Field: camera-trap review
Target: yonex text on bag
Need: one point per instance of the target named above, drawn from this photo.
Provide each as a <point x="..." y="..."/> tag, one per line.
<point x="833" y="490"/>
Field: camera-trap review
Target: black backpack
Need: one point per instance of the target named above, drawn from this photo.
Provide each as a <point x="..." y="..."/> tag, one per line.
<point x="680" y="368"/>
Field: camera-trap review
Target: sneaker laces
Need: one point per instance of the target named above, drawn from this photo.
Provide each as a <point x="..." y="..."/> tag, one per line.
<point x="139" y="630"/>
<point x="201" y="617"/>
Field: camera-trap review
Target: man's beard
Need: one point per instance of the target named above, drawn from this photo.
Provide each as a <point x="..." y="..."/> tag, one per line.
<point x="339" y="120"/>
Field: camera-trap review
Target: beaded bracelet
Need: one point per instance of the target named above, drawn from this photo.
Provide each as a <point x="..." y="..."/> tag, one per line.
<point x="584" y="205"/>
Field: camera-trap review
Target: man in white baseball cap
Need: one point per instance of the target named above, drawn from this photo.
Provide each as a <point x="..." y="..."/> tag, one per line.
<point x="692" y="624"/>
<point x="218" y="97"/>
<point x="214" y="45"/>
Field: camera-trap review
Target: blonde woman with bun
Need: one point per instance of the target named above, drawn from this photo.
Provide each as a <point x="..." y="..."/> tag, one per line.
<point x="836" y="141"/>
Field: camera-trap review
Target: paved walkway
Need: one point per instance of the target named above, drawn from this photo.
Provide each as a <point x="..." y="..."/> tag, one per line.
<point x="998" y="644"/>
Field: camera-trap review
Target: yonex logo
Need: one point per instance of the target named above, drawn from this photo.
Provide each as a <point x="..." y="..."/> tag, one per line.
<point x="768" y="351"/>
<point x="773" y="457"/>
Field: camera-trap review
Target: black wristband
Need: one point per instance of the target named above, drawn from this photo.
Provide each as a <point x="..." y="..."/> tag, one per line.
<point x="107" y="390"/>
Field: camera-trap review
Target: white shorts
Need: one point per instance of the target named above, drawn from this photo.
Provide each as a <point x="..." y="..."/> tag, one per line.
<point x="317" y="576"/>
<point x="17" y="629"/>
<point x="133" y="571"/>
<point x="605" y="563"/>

_ _ _ _

▸ What to produce
Reproduce every entry shown above, precisely as it stands.

▸ Response
Field: camera-trap review
Target: yonex text on bag
Need: one point per instance of the target named above, drawn from this photo.
Provide each as a <point x="..." y="..."/> tag, one per line.
<point x="833" y="490"/>
Field: camera-trap review
Target: black backpack
Need: one point per instance of the target named above, drawn from this photo.
Provide each as a <point x="..." y="..."/> tag, one per line.
<point x="680" y="368"/>
Field: camera-trap review
Target: sneaker laces
Need: one point per instance of the target named above, drawn from this photo.
Provide each as a <point x="..." y="..."/> tag, one per line.
<point x="139" y="630"/>
<point x="201" y="617"/>
Field: camera-trap review
Target: man's beard
Need: one point per instance of the target named above, drawn from this photo.
Provide each as a <point x="..." y="..."/> tag, one per line.
<point x="339" y="120"/>
Field: camera-trap review
Target: beaded bracelet
Need: one point per instance of the target named above, drawn from this photo.
Provide each as a <point x="..." y="..."/> tag, one per line.
<point x="584" y="205"/>
Field: camera-trap review
Target: man in white baseball cap
Need: one point per instance of the target named above, drawn from this photo.
Provide each as a <point x="..." y="..."/> tag, one per line.
<point x="692" y="624"/>
<point x="218" y="97"/>
<point x="214" y="45"/>
Field: camera-trap review
Target: blonde woman with bun
Need: one point per instance of the target named above, drawn from this photo.
Provide each as a <point x="..." y="..."/> tag, one per line.
<point x="836" y="141"/>
Field: camera-trap review
Target: paved walkway
Need: one point per instance of the target named above, drawn from this photo.
Provide each as a <point x="..." y="..."/> tag, one per line.
<point x="998" y="644"/>
Field: camera-trap review
Target: yonex logo
Need: one point per instance of the target named above, drawn from this photo.
Provide each as a <point x="..." y="..."/> tag, one per line.
<point x="768" y="351"/>
<point x="773" y="457"/>
Field: camera-trap review
Target: black wristband
Need: one point per instance of the target named above, drawn from this photo.
Provide each as a <point x="..." y="..."/> tag, one per line.
<point x="107" y="390"/>
Field: camera-trap review
Target: white shorts
Need: one point per instance of the target named above, drawn from this photo.
Provide each as a <point x="..." y="..."/> tag, one per line.
<point x="317" y="576"/>
<point x="17" y="629"/>
<point x="133" y="571"/>
<point x="605" y="563"/>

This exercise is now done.